* _Exercise objective_: Give the entries again exactly, every one of them.

* _Material supplied_:
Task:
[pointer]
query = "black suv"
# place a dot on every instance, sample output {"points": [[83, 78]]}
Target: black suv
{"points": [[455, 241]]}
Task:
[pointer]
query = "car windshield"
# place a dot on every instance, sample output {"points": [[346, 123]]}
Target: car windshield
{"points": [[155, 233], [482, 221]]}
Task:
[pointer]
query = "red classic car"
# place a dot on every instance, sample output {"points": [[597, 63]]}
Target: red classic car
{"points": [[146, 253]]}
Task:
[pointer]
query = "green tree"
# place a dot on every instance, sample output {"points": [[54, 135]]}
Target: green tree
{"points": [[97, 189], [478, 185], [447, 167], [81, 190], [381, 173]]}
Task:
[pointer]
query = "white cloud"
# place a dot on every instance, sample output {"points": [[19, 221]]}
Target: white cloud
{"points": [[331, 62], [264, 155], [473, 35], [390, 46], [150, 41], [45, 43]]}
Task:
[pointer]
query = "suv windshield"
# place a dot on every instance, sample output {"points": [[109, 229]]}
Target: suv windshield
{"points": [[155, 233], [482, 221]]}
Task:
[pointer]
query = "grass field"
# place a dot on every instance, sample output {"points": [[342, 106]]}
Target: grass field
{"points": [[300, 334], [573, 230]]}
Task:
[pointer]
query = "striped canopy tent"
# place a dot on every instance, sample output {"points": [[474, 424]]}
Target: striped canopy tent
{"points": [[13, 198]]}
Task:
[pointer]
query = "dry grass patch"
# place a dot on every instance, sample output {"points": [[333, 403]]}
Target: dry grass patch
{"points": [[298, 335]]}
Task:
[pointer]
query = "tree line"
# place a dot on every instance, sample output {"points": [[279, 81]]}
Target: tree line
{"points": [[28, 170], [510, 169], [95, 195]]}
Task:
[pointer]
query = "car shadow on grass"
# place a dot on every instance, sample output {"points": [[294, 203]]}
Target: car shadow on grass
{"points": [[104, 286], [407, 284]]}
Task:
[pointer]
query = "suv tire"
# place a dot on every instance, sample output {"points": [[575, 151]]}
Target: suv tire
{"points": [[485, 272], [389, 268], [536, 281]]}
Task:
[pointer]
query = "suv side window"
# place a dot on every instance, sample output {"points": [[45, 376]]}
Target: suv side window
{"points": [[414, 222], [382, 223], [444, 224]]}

* _Response to the exercise_:
Task:
[pointer]
query = "black suv"
# place a dot on every instance, sample output {"points": [[83, 78]]}
Target: black suv
{"points": [[455, 241]]}
Task:
[pointer]
query = "car windshield"
# place a dot on every instance, sample output {"points": [[346, 123]]}
Target: car windshield
{"points": [[155, 233], [482, 221]]}
Task:
[pointer]
query = "red classic car"
# place a dot on every instance, sample output {"points": [[597, 63]]}
Target: red classic car
{"points": [[146, 253]]}
Task:
[pointer]
query = "green tree"
# place a dot on every instance, sample output {"points": [[54, 135]]}
Target: green tree
{"points": [[97, 189], [478, 185], [447, 167], [81, 190], [381, 173]]}
Task:
[pointer]
query = "white cloud"
# place a dot on every instance, sample output {"points": [[19, 221]]}
Target: white cloud
{"points": [[331, 62], [264, 155], [473, 35], [390, 46], [150, 41], [45, 43]]}
Task:
[pointer]
query = "suv windshield"
# place a dot on every instance, sample output {"points": [[109, 229]]}
Target: suv windshield
{"points": [[155, 233], [482, 221]]}
Task:
[pointer]
query = "grass field"
# place a dot on every instance, sample output {"points": [[342, 106]]}
Target: grass field
{"points": [[300, 334], [573, 230]]}
Task:
[pointer]
query = "striped canopy tent"
# place a dot on every instance, sample output {"points": [[474, 424]]}
Target: striped canopy tent
{"points": [[13, 198]]}
Task:
[pointer]
query = "dry grass patch"
# place a dot on every instance, sample output {"points": [[333, 403]]}
Target: dry grass patch
{"points": [[298, 335]]}
Task:
[pointer]
query = "tree line"
# place a dot on every instance, sample output {"points": [[279, 81]]}
Target: tree line
{"points": [[28, 170], [510, 169], [95, 195]]}
Task:
[pointer]
query = "car shadow on grass"
# place a dot on every instance, sample output {"points": [[294, 203]]}
Target: car shadow on grass
{"points": [[104, 286], [407, 284]]}
Task:
[pointer]
query = "suv tire"
# place a dot on every instance, sample output {"points": [[575, 151]]}
Target: suv tire
{"points": [[485, 272], [389, 268], [536, 281]]}
Task:
[pointer]
query = "suv side window"
# place a dot on every instance, sample output {"points": [[45, 376]]}
Target: suv side window
{"points": [[414, 222], [382, 223], [444, 224]]}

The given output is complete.